━━━ STORED DATA

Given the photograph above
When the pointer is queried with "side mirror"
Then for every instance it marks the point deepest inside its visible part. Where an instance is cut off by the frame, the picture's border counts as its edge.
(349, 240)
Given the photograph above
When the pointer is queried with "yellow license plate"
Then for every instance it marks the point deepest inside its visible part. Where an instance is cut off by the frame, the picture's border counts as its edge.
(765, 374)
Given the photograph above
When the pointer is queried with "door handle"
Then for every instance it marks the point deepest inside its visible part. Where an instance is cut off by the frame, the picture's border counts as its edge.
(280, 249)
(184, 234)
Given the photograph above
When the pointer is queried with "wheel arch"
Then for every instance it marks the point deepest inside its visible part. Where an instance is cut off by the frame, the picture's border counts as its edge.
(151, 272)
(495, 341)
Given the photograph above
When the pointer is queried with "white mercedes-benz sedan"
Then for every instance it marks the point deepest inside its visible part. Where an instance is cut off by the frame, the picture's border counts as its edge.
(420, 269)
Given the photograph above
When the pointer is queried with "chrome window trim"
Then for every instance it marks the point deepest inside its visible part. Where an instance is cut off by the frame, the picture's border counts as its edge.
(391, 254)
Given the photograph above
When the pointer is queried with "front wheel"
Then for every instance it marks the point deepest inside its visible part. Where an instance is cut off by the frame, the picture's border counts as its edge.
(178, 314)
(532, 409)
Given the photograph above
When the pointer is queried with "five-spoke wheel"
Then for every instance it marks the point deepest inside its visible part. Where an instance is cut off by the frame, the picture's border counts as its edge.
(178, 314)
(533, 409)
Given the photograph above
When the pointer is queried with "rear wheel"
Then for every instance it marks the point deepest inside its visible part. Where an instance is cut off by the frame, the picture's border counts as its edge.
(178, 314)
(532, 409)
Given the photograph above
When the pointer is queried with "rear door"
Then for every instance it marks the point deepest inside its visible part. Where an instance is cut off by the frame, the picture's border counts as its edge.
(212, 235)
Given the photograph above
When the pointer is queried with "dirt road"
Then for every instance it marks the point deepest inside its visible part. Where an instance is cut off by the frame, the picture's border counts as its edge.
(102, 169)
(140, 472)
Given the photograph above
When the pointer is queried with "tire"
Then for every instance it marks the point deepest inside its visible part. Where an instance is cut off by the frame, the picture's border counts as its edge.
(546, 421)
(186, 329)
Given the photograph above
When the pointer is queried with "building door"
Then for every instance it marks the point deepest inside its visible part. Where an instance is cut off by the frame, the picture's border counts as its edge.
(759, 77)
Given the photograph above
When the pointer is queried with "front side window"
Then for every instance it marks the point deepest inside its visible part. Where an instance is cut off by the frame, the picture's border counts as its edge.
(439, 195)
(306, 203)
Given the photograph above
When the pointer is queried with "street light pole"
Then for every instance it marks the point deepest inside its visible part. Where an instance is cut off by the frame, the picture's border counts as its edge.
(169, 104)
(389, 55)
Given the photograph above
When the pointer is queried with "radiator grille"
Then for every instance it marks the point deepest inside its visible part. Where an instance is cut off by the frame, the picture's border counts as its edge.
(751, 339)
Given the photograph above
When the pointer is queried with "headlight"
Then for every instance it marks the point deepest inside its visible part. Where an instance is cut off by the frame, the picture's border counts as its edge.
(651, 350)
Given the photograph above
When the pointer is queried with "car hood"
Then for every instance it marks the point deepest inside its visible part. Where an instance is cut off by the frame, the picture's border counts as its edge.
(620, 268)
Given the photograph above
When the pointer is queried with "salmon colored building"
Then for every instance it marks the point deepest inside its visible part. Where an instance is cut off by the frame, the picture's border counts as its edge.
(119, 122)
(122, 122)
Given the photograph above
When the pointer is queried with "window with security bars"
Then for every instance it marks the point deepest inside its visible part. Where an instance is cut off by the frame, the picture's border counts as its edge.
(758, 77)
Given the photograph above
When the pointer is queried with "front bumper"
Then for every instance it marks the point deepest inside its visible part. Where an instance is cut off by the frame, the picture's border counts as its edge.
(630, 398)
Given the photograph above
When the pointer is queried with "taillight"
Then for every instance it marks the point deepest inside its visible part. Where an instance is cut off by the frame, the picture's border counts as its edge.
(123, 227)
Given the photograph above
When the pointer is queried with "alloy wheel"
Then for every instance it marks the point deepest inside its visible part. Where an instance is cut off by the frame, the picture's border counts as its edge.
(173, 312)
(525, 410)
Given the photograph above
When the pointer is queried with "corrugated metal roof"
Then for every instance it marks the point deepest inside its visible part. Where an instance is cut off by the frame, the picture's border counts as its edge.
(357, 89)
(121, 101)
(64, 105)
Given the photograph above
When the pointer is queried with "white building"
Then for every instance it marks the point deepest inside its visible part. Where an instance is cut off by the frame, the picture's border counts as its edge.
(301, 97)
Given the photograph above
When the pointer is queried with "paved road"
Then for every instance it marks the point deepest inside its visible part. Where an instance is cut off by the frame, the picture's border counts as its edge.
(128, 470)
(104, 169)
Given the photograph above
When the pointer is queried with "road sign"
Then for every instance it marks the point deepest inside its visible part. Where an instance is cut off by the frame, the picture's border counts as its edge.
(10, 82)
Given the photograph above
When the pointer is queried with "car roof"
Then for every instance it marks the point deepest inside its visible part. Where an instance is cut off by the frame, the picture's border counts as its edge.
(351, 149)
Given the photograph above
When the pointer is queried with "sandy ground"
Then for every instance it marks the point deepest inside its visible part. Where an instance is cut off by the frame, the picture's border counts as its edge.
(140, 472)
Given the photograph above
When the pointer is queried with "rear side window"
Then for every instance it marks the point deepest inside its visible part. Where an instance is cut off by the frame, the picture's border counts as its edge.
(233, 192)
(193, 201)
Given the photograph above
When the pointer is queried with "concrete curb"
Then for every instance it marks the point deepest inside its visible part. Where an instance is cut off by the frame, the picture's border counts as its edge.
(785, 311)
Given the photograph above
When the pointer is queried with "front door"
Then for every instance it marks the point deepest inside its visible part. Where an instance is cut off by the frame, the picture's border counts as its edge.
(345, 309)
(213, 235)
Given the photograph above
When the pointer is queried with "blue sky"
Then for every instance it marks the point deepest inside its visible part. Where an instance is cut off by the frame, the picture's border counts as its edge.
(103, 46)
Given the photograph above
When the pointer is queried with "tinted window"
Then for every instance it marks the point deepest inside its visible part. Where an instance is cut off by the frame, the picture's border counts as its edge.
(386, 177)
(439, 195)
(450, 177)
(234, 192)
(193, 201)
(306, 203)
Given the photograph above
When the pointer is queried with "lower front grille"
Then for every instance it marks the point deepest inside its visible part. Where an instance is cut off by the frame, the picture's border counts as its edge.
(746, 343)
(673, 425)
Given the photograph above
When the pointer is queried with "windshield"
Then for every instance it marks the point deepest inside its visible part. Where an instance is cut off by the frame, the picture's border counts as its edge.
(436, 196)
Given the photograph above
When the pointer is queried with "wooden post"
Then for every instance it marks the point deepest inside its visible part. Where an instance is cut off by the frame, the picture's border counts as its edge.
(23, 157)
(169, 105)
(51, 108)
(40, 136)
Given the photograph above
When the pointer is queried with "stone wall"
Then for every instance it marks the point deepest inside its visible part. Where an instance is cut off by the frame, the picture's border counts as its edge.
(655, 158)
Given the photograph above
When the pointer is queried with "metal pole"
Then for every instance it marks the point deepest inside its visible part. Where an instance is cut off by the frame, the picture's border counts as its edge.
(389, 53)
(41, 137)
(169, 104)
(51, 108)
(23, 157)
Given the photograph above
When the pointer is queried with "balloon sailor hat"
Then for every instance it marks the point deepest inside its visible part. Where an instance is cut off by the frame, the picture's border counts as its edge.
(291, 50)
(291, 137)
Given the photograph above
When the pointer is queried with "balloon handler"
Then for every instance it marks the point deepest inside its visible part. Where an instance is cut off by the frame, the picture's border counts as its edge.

━━━━━━

* WHAT THE EXERCISE ASKS
Copy the data above in full, character for character.

* WRITTEN ANSWER
Given the photograph above
When the pointer is queried with "side mirror"
Then for every instance it marks the point deepest inside its visible part. Where an instance is cut off by the frame, the picture's border counts as its edge.
(349, 240)
Given the photograph above
When the pointer is queried with "yellow license plate"
Then for every instance it marks the point deepest inside its visible part. Where an instance is cut off by the frame, the picture's border counts as its edge.
(765, 374)
Given the photograph above
When the pointer is queried with "door handle"
Then for every instance it marks the point deepest inside its visible part. Where an instance is cut off by the frame, the picture's border counts as its edge.
(280, 249)
(184, 234)
Given the photograph above
When the pointer is queried with "wheel arch"
Then for every instance it marks the point deepest inside its visible part. Where an instance is cut off by the frame, the picture's border counts as its edge.
(151, 272)
(495, 341)
Given the photograph above
When the pointer is queried with "white mercedes-benz sedan"
Then for every instance it marks the point deepest inside its visible part. Where an instance is cut off by the frame, the picture's border counts as its edge.
(420, 269)
Given the photograph above
When the pointer is queried with "chrome window trim"
Then for every instance it marks the point deepest inside its visible part. Where an instance is cut off by the frame, the picture's border counts as its edge.
(391, 254)
Given the photograph above
When the pointer is queried with "front wheel"
Then for every instance it marks the point deepest inside its visible part. Where an instance is cut off by the frame, the picture's border counts as its edge.
(178, 314)
(532, 409)
Given the photograph above
When the pointer is queried with "five-spoke wheel"
Then for every instance it marks the point deepest inside its visible part. Where an instance is cut off by the frame, the picture's border counts as its edge.
(178, 314)
(533, 409)
Given the photograph above
When the pointer is queried with "rear wheel"
Then for every instance it marks the point deepest inside its visible part. Where an instance is cut off by the frame, the picture's border counts as its edge.
(178, 314)
(532, 409)
Given the photograph above
When the pointer is queried with "rear door"
Then for every instance it marks the point deepest inside its visible part. Where an instance is cut off by the frame, the picture's border counts as its edge.
(212, 235)
Given the photograph above
When the pointer is queried with "dirt road"
Then for every instance it marks the point deepest inside its visible part. Where an instance is cut off by the frame, the picture's border counts as its edge.
(102, 169)
(140, 472)
Given the photograph above
When the pointer is queried with "tire"
Then for every instance it marks the point deepest inside its visible part. Where an instance is cut off by the frame, the picture's border counts as its edge.
(546, 421)
(186, 329)
Given the photograph above
When the pointer is queried with "building door"
Then for every instance it marks the point deepest inside its visible part. Where an instance is cut off by the frame, the picture's border counts as its edge.
(759, 77)
Given the photograph above
When the pointer is queried with "front side window"
Then for every instance it marks the point deepest inside its visible part. Where an instance is cut off by the frame, the picture's border counts as its edge.
(439, 195)
(306, 203)
Given the photograph above
When the pointer is queried with "street light pole"
Then for every instance it marks the point deepest inside its visible part. Where an instance is cut off by the frame, the picture's border counts as its edge.
(169, 104)
(389, 55)
Given the photograph above
When the pointer is queried with "radiator grille"
Then for every instance it marks the point deepest inside its visible part. Where an instance is cut off by the frame, the picture's border counts as its edge.
(751, 339)
Given the photograph above
When the pointer is queried with "headlight"
Then for every instance it marks the point deepest inside its visible part. Where an instance is cut off by the frame, the picture's border counts as its edge.
(651, 350)
Given the photograph above
When the pointer is queried with "car hood"
Then for every instance it marks the point deepest inside its visible part. Where an instance is cut off by the frame, the picture's border counts as its edge.
(620, 268)
Given the photograph above
When the pointer is queried with "salmon colored building"
Then for every instance it marks the point deepest inside its visible part. Where an instance is cut off by the frame, the picture's border counts as its edge.
(119, 122)
(122, 122)
Given the photograph above
When the pointer is queried with "window with security bars"
Then for every instance it marks the point deepest inside its visible part. Where an instance is cut off by the frame, the picture's border counts as its edge.
(758, 77)
Given the photograph above
When the pointer is queried with "front bumper"
Then for every instance it marks the point deepest inside its visible part. Where an instance is cut off by the frame, the picture's border counts as its edge.
(630, 398)
Given the photograph above
When the pointer is queried with "taillight"
Then for every instance it marks the point deepest inside its visible part. Where an instance is cut off by the frame, the picture's border counts as its edge.
(123, 227)
Given the photograph above
When the pointer is queried with "alloy wheel"
Then for every instance it marks the point deepest inside its visible part. Where an instance is cut off by the frame, the picture's border counts as its edge.
(173, 312)
(525, 410)
Given the photograph above
When the pointer is queried with "corrugated metal roof"
Then for every instance it marks the point deepest inside its visible part. Where an instance is cut off by the frame, the picture's border counts as its edge.
(357, 89)
(121, 101)
(64, 105)
Given the photograph above
When the pointer is queried with "white building"
Then for every instance it marks the point deepest inside its visible part. Where an instance is cut off by the frame, the picture's border counts as its edge.
(301, 97)
Given the photograph above
When the pointer is queried with "paved road"
Then for every instance it marks the point deepest inside its visible part. Where an instance is cut off by the frame, the picture's border counts as its edge.
(128, 470)
(104, 169)
Given the photograph above
When the pointer is queried with "road sign"
Then for every instance it marks the point deepest inside its visible part. Where an instance is cut off by the frame, the picture's border counts as its edge.
(10, 82)
Given the photograph above
When the pointer is queried with "car roof"
Then for every instance it marks the point deepest inside its visible part. Where an instance is cut off by the frame, the picture's border counts as its edge.
(351, 149)
Given the photograph above
When the pointer is queried with "sandy ground"
Then for every instance it marks the point deepest inside its visible part. Where an instance is cut off by the frame, the picture's border counts as its edge.
(140, 472)
Given the photograph above
When the pointer is queried with "rear side window"
Then for every instance it marks the point deepest inside its visible part. Where an instance is cut off by the frame, the picture's border counts as its edge.
(233, 192)
(193, 201)
Given the photograph above
When the pointer is queried with "concrete curb"
Then for every instance it marks the point deepest inside its visible part. Where an instance is cut off by the frame, the picture's border counts as its edge.
(785, 311)
Given the photograph above
When the pointer is queried with "front door"
Then for every instance it marks the point deepest inside its visible part. Where an instance is cut off by the frame, the picture's border counts as its edge.
(345, 309)
(213, 235)
Given the photograph above
When the pointer is queried with "blue sky"
Then for every instance it marks the point deepest inside its visible part. Where an instance is cut off by the frame, the picture's border counts as its edge.
(103, 46)
Given the photograph above
When the pointer is queried with "tinted window"
Then for every instance it marks the point deepest inside its visible part. Where an instance is cut off by the frame, the picture's border counts as its edge.
(386, 177)
(439, 195)
(450, 177)
(234, 192)
(193, 201)
(306, 203)
Given the photograph above
When the pointer is queried with "lower front grille"
Then for every instance it marks the point deepest inside its visible part. Where an instance is cut off by the frame, the picture's border counts as its edge.
(746, 343)
(673, 425)
Given the photograph above
When the pointer is queried with "windshield"
Then for every instance it marks the point deepest inside its visible part. Where an instance is cut off by the frame, the picture's border counts as its edge.
(436, 196)
Given the photograph above
When the pointer is queried with "wooden post"
Then for every instance it marks the point deepest inside its visible part. Where an instance is cut off by the frame, the picture's border counts as its edge.
(23, 157)
(169, 105)
(51, 108)
(40, 136)
Given the photograph above
When the pointer is queried with "stone wall"
Then for every instance it marks the point deepest inside its visible part. Where an instance is cut off by the frame, the picture's border counts as its edge.
(655, 158)
Given the photograph above
When the pointer is queried with "metal pole"
Then for every instance it marks the point deepest inside its visible part. Where an instance is cut off by the frame, the picture's border counts as its edge.
(389, 53)
(41, 137)
(169, 104)
(51, 108)
(23, 157)
Given the photograph above
When the pointer is queried with "balloon sailor hat"
Then for every instance it marks the point deepest inside its visible part. Where an instance is cut off by the frame, the picture's border counts as its edge.
(291, 50)
(291, 137)
Given the photograph above
When the pointer is queried with "balloon handler"
Then for every instance it marks the point deepest inside its visible part. Where an instance is cut off by the frame, the picture's border counts as its edge.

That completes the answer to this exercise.